(Data items)
— begin —

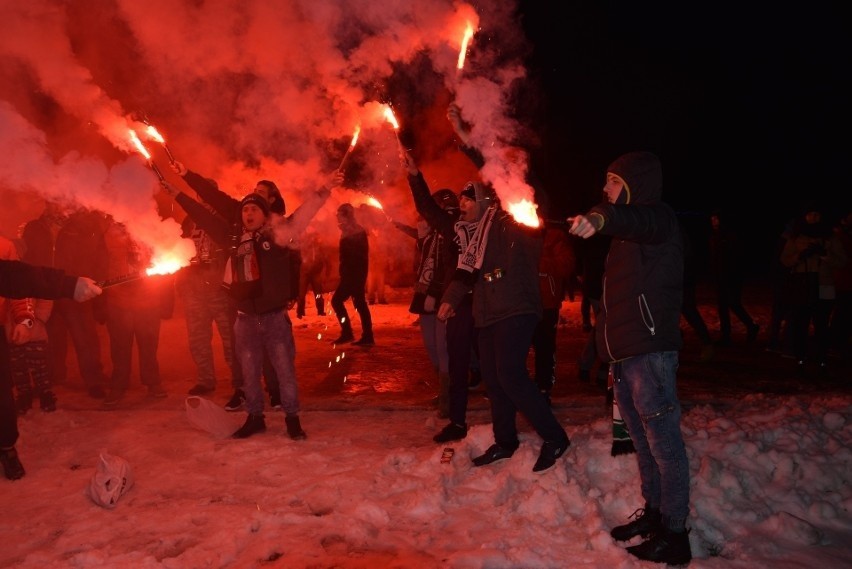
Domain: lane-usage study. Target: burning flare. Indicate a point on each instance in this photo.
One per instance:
(468, 35)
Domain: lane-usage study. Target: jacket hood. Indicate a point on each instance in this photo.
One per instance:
(642, 174)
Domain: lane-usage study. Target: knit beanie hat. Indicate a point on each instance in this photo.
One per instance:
(276, 200)
(446, 199)
(256, 199)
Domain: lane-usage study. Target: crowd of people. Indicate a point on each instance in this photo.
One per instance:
(487, 291)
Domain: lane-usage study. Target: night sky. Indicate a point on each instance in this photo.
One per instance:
(742, 106)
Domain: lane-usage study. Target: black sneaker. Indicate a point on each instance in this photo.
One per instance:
(550, 451)
(236, 402)
(201, 390)
(494, 453)
(294, 428)
(647, 521)
(12, 467)
(47, 401)
(24, 403)
(451, 432)
(343, 339)
(254, 424)
(665, 546)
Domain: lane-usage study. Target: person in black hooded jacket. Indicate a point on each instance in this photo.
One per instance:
(638, 332)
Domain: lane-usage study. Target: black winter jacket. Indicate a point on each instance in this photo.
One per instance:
(643, 278)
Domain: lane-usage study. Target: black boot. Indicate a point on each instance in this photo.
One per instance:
(666, 546)
(648, 521)
(254, 424)
(12, 467)
(294, 428)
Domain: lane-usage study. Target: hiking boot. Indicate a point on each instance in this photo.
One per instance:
(294, 428)
(254, 424)
(550, 451)
(494, 453)
(201, 390)
(666, 546)
(24, 403)
(236, 402)
(12, 467)
(47, 401)
(452, 432)
(157, 392)
(647, 521)
(365, 341)
(751, 335)
(113, 397)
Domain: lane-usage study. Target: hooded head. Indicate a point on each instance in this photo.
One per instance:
(253, 211)
(474, 199)
(270, 191)
(446, 199)
(641, 175)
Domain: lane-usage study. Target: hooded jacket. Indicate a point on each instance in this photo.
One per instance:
(643, 276)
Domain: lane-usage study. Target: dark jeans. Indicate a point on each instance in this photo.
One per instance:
(544, 347)
(126, 325)
(461, 334)
(262, 336)
(503, 350)
(645, 390)
(78, 321)
(359, 300)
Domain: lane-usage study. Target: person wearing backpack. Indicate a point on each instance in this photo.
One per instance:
(262, 278)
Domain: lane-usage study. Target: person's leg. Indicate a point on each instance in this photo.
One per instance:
(360, 303)
(502, 410)
(647, 389)
(119, 326)
(249, 348)
(337, 304)
(458, 341)
(544, 346)
(147, 326)
(277, 334)
(511, 339)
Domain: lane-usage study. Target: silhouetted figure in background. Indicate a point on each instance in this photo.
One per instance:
(727, 263)
(354, 265)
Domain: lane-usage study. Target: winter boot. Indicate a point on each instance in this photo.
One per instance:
(666, 546)
(294, 428)
(254, 424)
(236, 402)
(452, 432)
(12, 467)
(346, 334)
(647, 521)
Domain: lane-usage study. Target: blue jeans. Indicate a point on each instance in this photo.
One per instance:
(271, 333)
(503, 350)
(645, 390)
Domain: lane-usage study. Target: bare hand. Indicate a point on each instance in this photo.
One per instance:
(169, 188)
(178, 168)
(445, 311)
(86, 289)
(408, 161)
(581, 226)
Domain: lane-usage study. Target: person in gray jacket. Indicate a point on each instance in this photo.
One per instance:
(500, 264)
(638, 332)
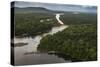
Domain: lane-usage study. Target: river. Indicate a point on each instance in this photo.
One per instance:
(28, 54)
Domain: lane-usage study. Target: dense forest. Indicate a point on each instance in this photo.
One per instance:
(31, 24)
(76, 43)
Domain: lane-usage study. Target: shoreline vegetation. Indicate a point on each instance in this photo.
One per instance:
(78, 42)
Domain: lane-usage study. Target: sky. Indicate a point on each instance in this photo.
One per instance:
(58, 7)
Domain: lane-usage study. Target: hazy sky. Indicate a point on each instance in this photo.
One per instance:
(51, 6)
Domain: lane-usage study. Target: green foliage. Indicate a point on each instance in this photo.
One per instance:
(78, 41)
(30, 24)
(81, 18)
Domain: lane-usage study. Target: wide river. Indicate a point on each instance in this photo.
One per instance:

— end —

* **Directive**:
Recast the records as a numbered list, from the line containing "Domain: lane-usage study. Target: shoreline" through the end of the records, leaving out any blank lines.

* **Complete response**:
1. Domain: lane-usage study. Target: shoreline vegetation. Indicate a point on each instance in this photo.
2. One per instance:
3. (78, 42)
4. Domain: lane-usage study. Target: sky. Indicate a point on each instance in this photo.
5. One per instance:
6. (58, 7)
7. Domain: lane-usage study. Target: hazy sky. Indicate a point on each instance in this photo.
8. One per instance:
9. (51, 6)
10. Domain: lane-usage study. Target: green foliage. Indicate a point on each instance in this photo.
11. One per instance:
12. (78, 41)
13. (30, 24)
14. (81, 18)
15. Domain: lane-usage study. Target: wide river. Indicate a point on each instance in this photo.
16. One per instance:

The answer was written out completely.